[PROBLEM DETAILS] Render all of the material below as a JSON list of strings, one string per line, with blank lines omitted. Exclude the pictures from the output.

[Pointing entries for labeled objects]
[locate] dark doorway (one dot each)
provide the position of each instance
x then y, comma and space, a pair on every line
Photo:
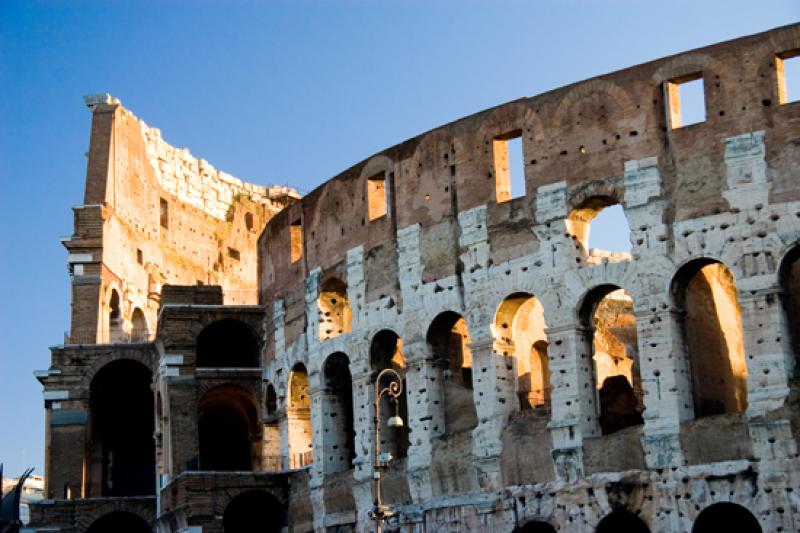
254, 511
122, 421
119, 522
227, 343
726, 517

[FINAL RESULT]
[
  "[locate] dark doorway (one dot each)",
  "provide the position of each instance",
  "x then y, comma and space, a pair on every line",
  "Photo:",
  "254, 511",
  "122, 421",
  "119, 522",
  "227, 343",
  "726, 517"
]